[START OF Available records]

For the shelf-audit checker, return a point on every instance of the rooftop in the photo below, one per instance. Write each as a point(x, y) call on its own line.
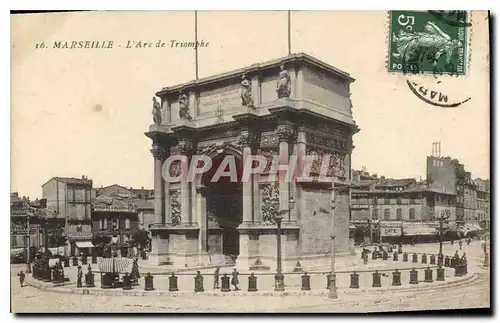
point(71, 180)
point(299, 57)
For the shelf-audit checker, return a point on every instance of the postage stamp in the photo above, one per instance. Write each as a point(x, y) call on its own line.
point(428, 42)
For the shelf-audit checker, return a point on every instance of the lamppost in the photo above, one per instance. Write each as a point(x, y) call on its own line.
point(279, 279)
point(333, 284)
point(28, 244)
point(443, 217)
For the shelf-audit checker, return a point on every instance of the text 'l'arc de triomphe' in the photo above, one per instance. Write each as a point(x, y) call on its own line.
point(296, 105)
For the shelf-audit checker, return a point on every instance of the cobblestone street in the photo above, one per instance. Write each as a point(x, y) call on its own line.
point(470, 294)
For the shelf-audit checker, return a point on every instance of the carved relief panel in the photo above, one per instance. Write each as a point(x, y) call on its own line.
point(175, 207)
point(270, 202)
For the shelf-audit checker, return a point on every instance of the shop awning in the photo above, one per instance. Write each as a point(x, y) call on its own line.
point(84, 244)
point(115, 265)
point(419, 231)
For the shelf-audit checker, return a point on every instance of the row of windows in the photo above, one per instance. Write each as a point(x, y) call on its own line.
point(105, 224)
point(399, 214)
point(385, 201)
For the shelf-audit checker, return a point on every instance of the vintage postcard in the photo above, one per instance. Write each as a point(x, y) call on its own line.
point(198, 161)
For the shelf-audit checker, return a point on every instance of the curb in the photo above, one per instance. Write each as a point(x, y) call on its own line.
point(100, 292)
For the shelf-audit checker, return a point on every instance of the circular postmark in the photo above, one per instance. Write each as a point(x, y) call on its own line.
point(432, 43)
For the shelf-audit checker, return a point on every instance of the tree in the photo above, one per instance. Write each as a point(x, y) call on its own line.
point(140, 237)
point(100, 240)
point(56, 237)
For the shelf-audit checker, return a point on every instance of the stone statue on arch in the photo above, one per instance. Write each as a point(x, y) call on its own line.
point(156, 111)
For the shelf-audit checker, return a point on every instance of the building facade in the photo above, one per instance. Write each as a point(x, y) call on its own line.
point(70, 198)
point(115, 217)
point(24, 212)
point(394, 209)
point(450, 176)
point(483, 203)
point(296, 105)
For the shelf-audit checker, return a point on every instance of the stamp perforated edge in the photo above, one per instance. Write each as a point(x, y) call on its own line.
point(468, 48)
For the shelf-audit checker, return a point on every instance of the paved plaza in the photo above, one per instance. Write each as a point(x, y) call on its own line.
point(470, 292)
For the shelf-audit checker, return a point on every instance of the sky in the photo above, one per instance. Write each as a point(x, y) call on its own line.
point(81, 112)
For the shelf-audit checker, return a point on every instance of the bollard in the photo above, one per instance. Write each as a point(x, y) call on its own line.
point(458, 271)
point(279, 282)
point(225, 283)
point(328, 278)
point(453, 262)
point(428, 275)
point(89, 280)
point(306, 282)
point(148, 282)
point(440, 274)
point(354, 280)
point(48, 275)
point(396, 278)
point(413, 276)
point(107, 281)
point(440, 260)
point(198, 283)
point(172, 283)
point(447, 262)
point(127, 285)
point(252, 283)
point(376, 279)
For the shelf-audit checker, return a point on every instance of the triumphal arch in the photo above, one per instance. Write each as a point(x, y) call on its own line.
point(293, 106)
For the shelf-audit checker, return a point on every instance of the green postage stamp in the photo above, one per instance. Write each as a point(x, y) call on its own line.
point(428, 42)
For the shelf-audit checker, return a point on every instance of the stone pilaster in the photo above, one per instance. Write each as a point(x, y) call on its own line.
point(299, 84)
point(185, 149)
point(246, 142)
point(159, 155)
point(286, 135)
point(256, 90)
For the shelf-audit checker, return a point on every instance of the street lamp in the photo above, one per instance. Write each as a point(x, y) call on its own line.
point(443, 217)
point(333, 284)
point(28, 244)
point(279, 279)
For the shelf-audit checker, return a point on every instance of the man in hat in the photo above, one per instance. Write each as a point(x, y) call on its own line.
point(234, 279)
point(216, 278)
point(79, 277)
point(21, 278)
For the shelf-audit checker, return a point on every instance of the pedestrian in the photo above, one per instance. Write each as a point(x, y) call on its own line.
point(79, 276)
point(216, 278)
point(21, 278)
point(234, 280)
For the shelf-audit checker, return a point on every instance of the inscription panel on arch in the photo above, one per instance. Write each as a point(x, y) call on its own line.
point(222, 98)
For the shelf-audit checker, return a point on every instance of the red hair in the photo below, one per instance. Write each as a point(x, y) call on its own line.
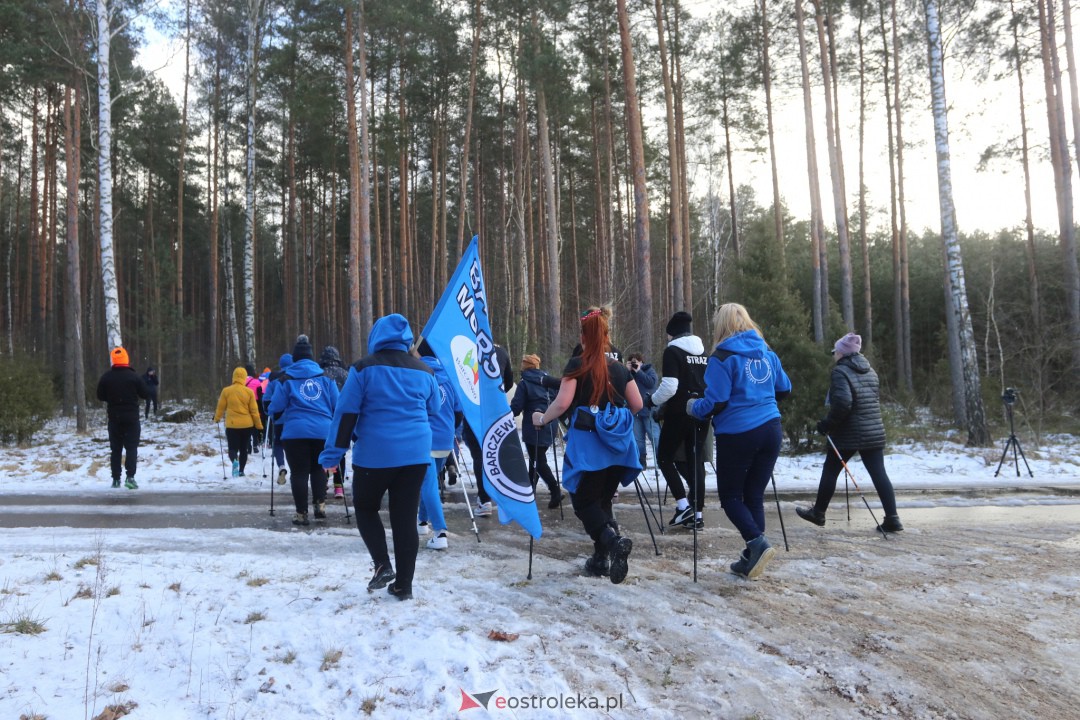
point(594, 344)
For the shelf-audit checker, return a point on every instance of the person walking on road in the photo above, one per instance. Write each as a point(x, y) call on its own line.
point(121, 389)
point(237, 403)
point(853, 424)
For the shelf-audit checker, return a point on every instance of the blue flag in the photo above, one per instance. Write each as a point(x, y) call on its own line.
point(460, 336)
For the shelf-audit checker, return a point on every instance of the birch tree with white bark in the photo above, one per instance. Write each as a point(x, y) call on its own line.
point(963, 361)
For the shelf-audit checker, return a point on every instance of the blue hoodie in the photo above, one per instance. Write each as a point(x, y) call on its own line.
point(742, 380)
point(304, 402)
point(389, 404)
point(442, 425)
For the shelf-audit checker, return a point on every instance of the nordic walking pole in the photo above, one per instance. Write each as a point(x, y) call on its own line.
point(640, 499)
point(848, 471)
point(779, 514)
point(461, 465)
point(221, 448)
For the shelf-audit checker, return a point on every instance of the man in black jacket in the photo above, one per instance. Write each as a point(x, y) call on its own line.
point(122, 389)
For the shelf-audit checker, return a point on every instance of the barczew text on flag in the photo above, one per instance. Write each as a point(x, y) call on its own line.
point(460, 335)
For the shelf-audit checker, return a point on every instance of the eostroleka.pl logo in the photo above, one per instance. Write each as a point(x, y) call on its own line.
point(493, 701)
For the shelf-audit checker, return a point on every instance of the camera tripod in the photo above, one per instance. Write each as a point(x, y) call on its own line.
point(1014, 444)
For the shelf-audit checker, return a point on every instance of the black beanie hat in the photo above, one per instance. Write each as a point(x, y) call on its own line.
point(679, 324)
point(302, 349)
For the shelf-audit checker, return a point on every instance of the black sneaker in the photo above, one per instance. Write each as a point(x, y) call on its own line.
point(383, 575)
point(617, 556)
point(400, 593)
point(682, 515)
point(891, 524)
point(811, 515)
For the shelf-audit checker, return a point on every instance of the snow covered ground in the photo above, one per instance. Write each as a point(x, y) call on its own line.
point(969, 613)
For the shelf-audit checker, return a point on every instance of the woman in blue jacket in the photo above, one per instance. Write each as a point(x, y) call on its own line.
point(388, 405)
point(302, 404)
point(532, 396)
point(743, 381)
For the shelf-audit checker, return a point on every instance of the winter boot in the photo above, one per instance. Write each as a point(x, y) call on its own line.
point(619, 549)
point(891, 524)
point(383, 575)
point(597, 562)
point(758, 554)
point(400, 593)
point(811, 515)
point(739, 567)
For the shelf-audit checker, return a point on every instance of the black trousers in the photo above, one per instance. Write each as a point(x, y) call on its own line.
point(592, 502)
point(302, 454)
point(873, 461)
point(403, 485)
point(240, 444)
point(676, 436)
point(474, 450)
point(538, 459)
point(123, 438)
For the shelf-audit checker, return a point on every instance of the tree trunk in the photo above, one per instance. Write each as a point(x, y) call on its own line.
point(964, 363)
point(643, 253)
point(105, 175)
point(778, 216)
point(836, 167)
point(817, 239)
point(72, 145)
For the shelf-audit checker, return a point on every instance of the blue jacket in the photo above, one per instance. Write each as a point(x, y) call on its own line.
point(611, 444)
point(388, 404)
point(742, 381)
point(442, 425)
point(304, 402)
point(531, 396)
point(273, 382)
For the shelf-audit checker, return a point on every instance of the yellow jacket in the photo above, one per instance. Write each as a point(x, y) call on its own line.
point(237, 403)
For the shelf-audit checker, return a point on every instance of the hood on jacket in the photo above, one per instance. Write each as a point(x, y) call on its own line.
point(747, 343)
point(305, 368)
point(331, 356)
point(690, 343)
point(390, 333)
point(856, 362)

[END OF Available records]

Work to complete: List the rows as a numbered list, from the start of the rows through the line with "point(198, 161)", leaving out blank lines and pictures.

Answer to the task:
1. For the shelf-audit checker, return a point on every instance of the rooftop in the photo below, one per instance. Write each as a point(x, y) call on its own line.
2. point(71, 180)
3. point(299, 57)
4. For the shelf-audit checker, return a point on every instance of the postage stamp in the photo above, one per instance. Write each as a point(x, y) call on its own line.
5. point(428, 42)
6. For the shelf-audit checker, return a point on every instance of the lamppost in the photo above, one per instance. Write each as a point(x, y) call on its own line.
7. point(279, 279)
8. point(333, 284)
9. point(28, 244)
10. point(443, 217)
11. For the shelf-audit checker, return a point on every instance of the text 'l'arc de triomphe' in the photo above, one per instance. Write each as a point(x, y) call on its own line.
12. point(296, 105)
13. For the shelf-audit checker, return a point on every instance of the cobblestone street in the photo above, one per instance. Write each as a point(x, y) call on its own line.
14. point(470, 294)
15. For the shelf-audit checker, return a point on every instance of the carved relief panel in the photo above, one per instance. Write each as a point(x, y) call on its own line.
16. point(175, 207)
17. point(270, 202)
18. For the shelf-audit checker, return a point on every instance of the shop awning in the photo above, one per instance. Write each as a point(x, y) call on its own line.
19. point(84, 244)
20. point(115, 265)
21. point(419, 231)
22. For the shelf-audit checker, return a point on every instance of the row of windows in the photo above, one per instance. Write each as a point(x, y) call on its own line.
23. point(105, 224)
24. point(399, 214)
25. point(385, 201)
26. For the shelf-audit checker, return a point on every instance of the vintage postcard in the photo above, one per instance. Write each as a point(x, y) call on its own line.
27. point(198, 161)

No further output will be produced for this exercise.